* Objective *
How many lines in the material contain the word "peach"? Reply with the number only.

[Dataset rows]
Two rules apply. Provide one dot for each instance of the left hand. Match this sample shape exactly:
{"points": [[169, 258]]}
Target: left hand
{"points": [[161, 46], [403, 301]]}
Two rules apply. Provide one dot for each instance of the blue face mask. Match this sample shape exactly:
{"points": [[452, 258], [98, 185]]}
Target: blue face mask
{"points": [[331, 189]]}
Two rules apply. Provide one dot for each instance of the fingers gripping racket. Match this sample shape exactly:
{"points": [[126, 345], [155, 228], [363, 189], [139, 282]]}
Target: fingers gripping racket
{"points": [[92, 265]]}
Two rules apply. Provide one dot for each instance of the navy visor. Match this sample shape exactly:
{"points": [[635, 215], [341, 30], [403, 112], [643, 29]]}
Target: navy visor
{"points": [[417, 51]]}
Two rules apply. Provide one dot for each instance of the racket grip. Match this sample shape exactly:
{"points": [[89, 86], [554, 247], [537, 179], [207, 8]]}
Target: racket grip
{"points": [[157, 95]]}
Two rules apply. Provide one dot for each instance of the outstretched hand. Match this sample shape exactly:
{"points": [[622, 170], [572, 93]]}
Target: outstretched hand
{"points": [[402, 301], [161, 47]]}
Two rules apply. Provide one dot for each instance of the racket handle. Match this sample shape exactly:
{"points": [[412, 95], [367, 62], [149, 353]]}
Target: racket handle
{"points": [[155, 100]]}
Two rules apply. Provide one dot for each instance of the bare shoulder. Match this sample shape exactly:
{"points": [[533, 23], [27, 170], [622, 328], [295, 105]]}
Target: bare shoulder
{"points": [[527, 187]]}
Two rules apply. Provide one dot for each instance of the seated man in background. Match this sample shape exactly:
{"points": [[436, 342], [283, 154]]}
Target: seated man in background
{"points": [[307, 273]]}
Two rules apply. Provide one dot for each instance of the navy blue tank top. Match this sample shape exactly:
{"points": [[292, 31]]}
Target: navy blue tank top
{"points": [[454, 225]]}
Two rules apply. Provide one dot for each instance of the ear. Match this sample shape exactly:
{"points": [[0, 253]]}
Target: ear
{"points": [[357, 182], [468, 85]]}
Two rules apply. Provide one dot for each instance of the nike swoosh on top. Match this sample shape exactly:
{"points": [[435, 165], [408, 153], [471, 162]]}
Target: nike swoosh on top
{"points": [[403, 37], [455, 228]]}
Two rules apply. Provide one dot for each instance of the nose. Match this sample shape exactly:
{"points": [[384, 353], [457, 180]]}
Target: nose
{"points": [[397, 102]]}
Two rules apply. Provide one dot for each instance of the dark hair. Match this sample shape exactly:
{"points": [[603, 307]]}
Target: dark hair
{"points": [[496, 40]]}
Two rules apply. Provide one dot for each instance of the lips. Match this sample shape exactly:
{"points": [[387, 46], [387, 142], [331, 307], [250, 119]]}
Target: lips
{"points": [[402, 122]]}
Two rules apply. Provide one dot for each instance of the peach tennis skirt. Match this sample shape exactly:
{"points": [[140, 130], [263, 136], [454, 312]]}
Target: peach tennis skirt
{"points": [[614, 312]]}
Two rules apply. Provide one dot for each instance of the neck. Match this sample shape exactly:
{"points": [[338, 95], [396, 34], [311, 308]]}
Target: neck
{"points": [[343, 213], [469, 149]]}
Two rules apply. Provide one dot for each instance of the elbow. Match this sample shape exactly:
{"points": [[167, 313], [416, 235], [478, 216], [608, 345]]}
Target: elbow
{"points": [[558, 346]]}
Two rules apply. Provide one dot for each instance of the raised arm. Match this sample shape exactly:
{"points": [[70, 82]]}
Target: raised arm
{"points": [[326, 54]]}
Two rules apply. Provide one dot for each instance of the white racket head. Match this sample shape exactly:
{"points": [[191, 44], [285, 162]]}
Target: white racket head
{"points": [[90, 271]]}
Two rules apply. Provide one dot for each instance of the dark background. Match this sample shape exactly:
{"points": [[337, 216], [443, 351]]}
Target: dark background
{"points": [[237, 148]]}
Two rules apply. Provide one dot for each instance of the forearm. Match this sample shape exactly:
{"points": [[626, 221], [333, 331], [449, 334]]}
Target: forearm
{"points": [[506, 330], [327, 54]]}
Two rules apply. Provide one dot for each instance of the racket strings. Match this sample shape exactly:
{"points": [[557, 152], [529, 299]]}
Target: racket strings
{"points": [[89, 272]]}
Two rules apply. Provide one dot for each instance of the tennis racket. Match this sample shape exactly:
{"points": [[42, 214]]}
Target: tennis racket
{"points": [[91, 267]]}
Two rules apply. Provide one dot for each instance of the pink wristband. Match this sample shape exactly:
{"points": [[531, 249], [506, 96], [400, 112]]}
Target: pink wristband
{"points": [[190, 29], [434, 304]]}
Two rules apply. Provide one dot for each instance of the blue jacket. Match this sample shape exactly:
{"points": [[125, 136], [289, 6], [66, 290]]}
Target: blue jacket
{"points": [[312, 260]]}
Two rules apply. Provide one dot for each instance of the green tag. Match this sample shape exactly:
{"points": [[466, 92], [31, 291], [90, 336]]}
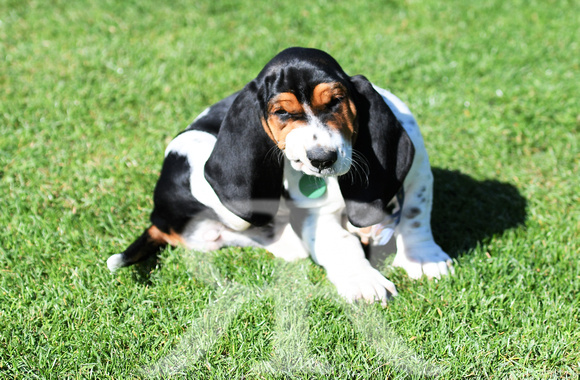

* Result below *
2